▸ **WHAT TO PRODUCE**
Rewrite the items below as a JSON list of strings with one string per line, omitting any blank lines.
+-------+
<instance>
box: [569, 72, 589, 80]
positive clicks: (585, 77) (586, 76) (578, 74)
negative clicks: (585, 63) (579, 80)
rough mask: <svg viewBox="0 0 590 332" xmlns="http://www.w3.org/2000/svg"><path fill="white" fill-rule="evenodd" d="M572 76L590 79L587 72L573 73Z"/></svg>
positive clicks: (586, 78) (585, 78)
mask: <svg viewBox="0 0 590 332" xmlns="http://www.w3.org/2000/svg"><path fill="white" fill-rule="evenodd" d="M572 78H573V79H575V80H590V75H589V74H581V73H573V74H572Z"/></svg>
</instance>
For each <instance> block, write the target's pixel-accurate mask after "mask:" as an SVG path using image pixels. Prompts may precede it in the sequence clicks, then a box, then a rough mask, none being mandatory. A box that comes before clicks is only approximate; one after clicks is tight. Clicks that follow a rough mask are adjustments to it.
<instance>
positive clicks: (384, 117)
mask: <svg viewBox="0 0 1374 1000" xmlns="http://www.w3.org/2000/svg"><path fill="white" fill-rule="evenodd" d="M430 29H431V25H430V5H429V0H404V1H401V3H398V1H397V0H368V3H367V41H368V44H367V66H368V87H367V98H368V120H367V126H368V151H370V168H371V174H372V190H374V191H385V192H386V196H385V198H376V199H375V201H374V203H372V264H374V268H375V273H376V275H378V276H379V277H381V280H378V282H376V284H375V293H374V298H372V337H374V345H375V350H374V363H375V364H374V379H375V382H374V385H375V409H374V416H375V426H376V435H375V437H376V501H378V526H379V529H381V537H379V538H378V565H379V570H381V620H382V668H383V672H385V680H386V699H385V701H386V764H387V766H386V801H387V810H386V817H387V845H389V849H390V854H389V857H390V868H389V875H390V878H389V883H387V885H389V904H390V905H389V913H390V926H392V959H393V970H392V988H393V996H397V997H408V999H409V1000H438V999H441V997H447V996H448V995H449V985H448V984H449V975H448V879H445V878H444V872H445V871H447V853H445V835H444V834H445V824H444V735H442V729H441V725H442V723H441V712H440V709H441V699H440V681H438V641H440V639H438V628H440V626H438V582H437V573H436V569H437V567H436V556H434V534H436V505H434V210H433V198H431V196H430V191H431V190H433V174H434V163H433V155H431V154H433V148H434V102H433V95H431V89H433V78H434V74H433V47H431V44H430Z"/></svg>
+-------+
▸ **OUTPUT BELOW**
[
  "<instance>",
  "box: [569, 72, 589, 80]",
  "positive clicks: (585, 77) (586, 76) (578, 74)",
  "negative clicks: (585, 63) (579, 80)",
  "rough mask: <svg viewBox=\"0 0 590 332\" xmlns=\"http://www.w3.org/2000/svg\"><path fill=\"white\" fill-rule=\"evenodd\" d=\"M572 76L590 79L587 72L573 73Z\"/></svg>",
  "positive clicks: (586, 78) (585, 78)",
  "mask: <svg viewBox=\"0 0 590 332\" xmlns=\"http://www.w3.org/2000/svg\"><path fill=\"white\" fill-rule=\"evenodd\" d=\"M572 78H573V79H575V80H590V75H589V74H581V73H573V74H572Z\"/></svg>",
  "</instance>",
  "For each <instance> block, write the target's pixel-accurate mask after \"mask:\" as an SVG path using image pixels. Prompts may precede it in the sequence clicks, then a box, then a rough mask, none being mandatory. A box that comes before clicks is only approximate; one after clicks is tight. Clicks that follow a rough mask are adjustments to it.",
  "<instance>",
  "positive clicks: (384, 117)",
  "mask: <svg viewBox=\"0 0 1374 1000\" xmlns=\"http://www.w3.org/2000/svg\"><path fill=\"white\" fill-rule=\"evenodd\" d=\"M430 29H431V25H430V5H429V0H404V1H401V3H398V1H397V0H368V3H367V41H368V44H367V66H368V87H367V98H368V120H367V126H368V151H370V168H371V174H372V190H374V191H385V192H386V196H385V198H376V199H375V201H374V203H372V264H374V268H375V273H376V275H378V276H379V277H381V280H378V282H376V284H375V293H374V298H372V337H374V345H375V350H374V363H375V364H374V379H375V382H374V385H375V409H374V416H375V426H376V435H375V437H376V501H378V526H379V529H381V537H379V538H378V565H379V570H381V620H382V668H383V672H385V680H386V699H385V701H386V764H387V766H386V801H387V810H386V817H387V845H389V849H390V854H389V857H390V868H389V875H390V878H389V883H387V885H389V904H390V905H389V913H390V926H392V959H393V970H392V988H393V996H397V997H408V999H409V1000H438V999H441V997H447V996H448V995H449V985H448V984H449V975H448V879H445V878H444V872H445V871H447V853H445V835H444V834H445V824H444V735H442V729H441V725H442V723H441V712H440V709H441V699H440V681H438V641H440V639H438V628H440V626H438V582H437V573H436V569H437V567H436V556H434V534H436V505H434V210H433V198H431V196H430V191H431V190H433V174H434V163H433V155H431V154H433V148H434V102H433V95H431V89H433V78H434V74H433V47H431V44H430Z\"/></svg>"
]